**PROBLEM DESCRIPTION**
Set down each line of the material that follows, exactly, with no pictures.

= = =

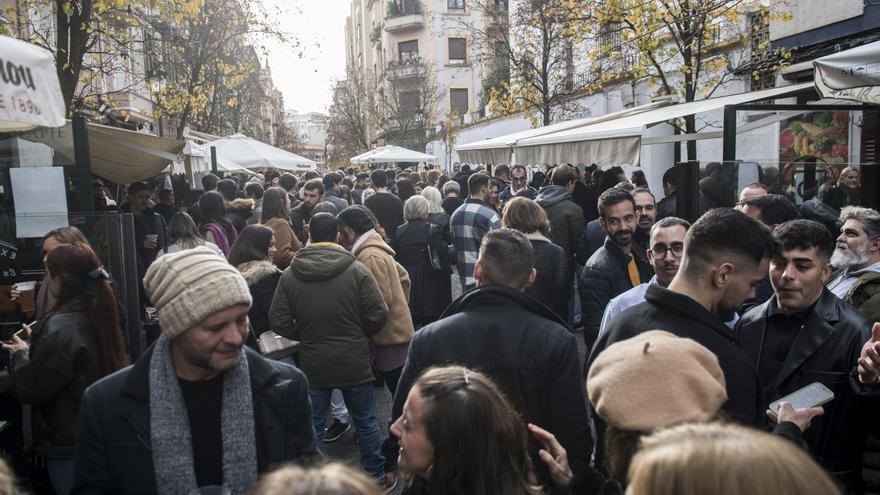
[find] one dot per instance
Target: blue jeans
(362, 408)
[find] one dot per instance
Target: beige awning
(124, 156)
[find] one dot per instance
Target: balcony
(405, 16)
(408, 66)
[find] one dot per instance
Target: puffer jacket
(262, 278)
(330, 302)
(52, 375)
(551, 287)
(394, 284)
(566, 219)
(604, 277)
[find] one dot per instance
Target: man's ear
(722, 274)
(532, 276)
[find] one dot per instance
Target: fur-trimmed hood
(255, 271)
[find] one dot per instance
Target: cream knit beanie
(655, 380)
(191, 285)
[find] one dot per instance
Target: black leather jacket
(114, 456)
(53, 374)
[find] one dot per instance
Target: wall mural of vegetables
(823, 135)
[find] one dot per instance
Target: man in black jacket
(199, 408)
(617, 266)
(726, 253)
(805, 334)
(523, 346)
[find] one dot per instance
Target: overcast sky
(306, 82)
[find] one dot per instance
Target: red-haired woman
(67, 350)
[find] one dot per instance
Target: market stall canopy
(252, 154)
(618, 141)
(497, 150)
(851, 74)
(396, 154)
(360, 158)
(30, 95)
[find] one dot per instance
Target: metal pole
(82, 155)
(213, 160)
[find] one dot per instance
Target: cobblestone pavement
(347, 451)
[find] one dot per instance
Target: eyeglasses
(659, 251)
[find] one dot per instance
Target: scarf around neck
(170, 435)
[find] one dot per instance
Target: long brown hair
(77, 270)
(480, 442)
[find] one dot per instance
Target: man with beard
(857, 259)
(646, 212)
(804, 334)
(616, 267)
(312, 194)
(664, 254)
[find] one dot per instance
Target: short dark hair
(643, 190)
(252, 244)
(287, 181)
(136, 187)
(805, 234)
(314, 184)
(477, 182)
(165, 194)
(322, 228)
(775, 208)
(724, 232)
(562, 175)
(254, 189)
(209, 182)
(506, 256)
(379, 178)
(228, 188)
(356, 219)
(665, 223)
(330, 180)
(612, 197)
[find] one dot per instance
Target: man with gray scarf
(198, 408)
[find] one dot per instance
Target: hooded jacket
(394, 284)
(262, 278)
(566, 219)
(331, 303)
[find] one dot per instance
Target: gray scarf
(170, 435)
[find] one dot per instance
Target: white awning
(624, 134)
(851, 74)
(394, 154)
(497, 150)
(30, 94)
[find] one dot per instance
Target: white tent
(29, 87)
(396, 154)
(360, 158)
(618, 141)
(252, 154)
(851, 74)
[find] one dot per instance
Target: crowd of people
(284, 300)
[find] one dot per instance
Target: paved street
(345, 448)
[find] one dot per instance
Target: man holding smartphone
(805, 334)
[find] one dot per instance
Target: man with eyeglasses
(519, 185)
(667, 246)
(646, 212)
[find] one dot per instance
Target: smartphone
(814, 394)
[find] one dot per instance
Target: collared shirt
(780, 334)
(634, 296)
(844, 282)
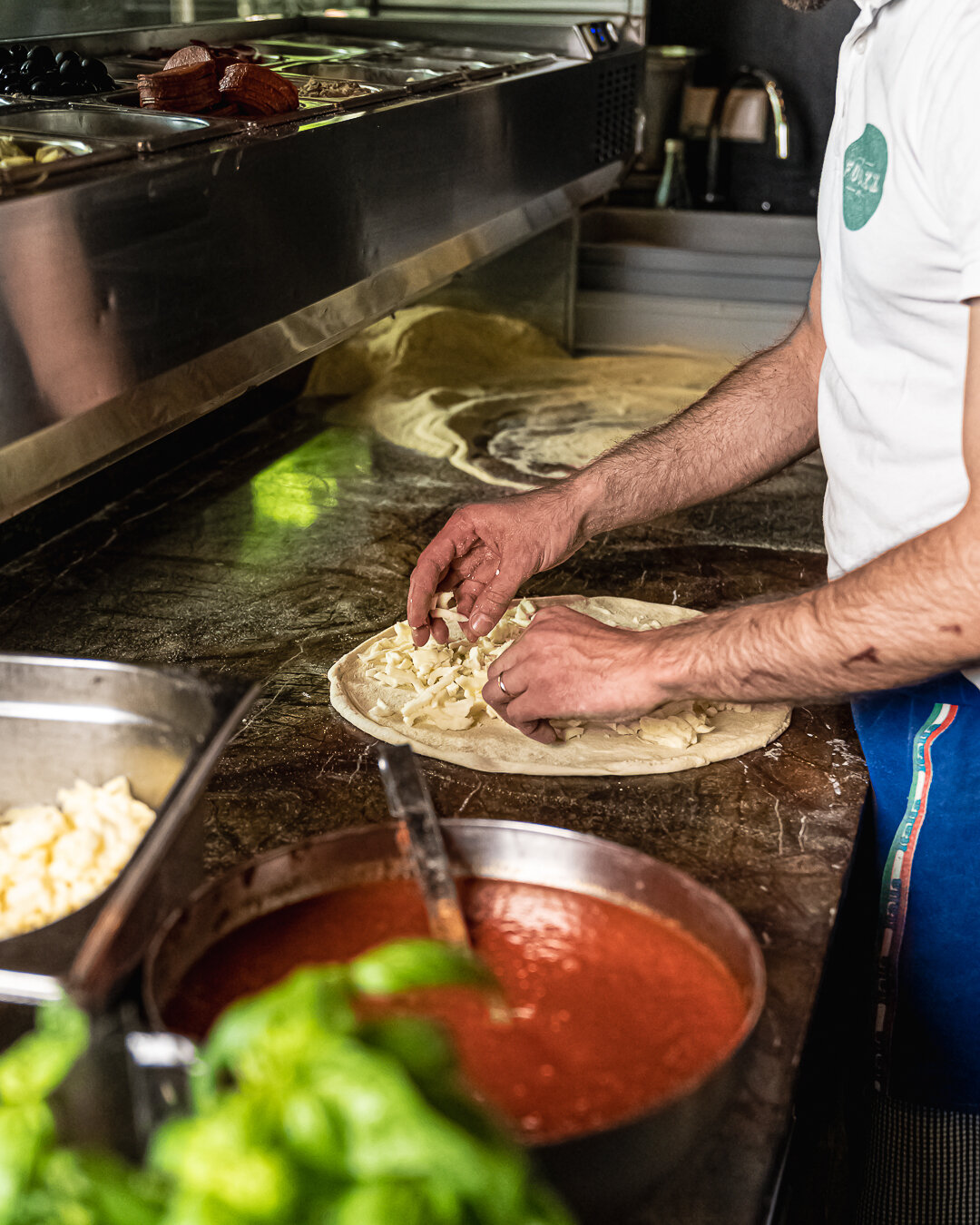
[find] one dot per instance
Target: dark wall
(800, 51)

= = =

**OUTPUT OF THE EXERCISE**
[find] one dot per instance
Target: blue jeans
(362, 408)
[find] one dot per instance
Target: beige awning
(124, 156)
[find] one dot per instance
Target: balcony
(405, 16)
(408, 66)
[find] one dot per instance
Target: puffer jacket
(262, 278)
(330, 302)
(52, 375)
(551, 287)
(394, 284)
(566, 219)
(604, 277)
[find] one dot per instance
Target: man's ear
(722, 274)
(532, 276)
[find] one dot per instance
Target: fur-trimmed hood
(255, 271)
[find] one dot per instance
Target: cream knit beanie
(655, 380)
(191, 285)
[find] one dot per instance
Target: black leather jacket
(114, 456)
(53, 374)
[find] one dot per instance
Target: wall mural of vegetables
(823, 135)
[find] one dot per instance
Target: man in black jacket
(199, 408)
(617, 266)
(726, 253)
(805, 334)
(523, 346)
[find] one dot per instance
Target: overcast sky
(306, 82)
[find] one dot per instance
Target: red-haired woman
(67, 350)
[find] one dot per instance
Target: market stall canopy
(252, 154)
(618, 141)
(497, 150)
(851, 74)
(396, 154)
(360, 158)
(30, 95)
[find] one dot per instance
Target: metal pole
(82, 155)
(213, 160)
[find] one dot per instance
Target: cobblestone pavement
(347, 451)
[find] one dot per instance
Target: eyeglasses
(659, 251)
[find] one dot per instance
Target: scarf around neck
(170, 435)
[find] one dot per instance
Target: long brown hair
(77, 270)
(480, 442)
[find] one dot per instance
Target: man with beard
(857, 259)
(646, 212)
(804, 334)
(616, 267)
(312, 194)
(664, 254)
[find] one dot per instance
Target: short dark hair
(643, 190)
(252, 244)
(287, 181)
(136, 187)
(805, 234)
(314, 184)
(477, 182)
(165, 194)
(322, 228)
(775, 208)
(724, 232)
(562, 175)
(254, 189)
(209, 182)
(506, 256)
(379, 178)
(228, 188)
(356, 219)
(665, 223)
(330, 180)
(612, 197)
[find] one dot per instance
Target: man with gray scarf
(198, 408)
[find] one dot per instance
Target: hooded jacket
(394, 284)
(262, 278)
(566, 219)
(331, 303)
[find] one dot per instance
Target: gray scarf
(170, 435)
[find] one dot per instance
Target: white awning
(624, 134)
(851, 74)
(394, 154)
(497, 150)
(30, 94)
[find] one dot per instance
Target: white tent
(29, 87)
(396, 154)
(360, 158)
(618, 141)
(252, 154)
(851, 74)
[find] one dot per instance
Target: crowd of people
(284, 300)
[find] one dot per instance
Target: paved street
(345, 448)
[find] one dot per instance
Target: man holding smartphone
(805, 334)
[find] one dot per instance
Target: man with eyeglasses
(519, 185)
(667, 246)
(646, 212)
[find] one dot per instance
Target: smartphone
(814, 394)
[find] one dot per instance
Target: collared shirt
(780, 334)
(634, 296)
(844, 282)
[find] one dot per instance
Target: dark wall
(800, 51)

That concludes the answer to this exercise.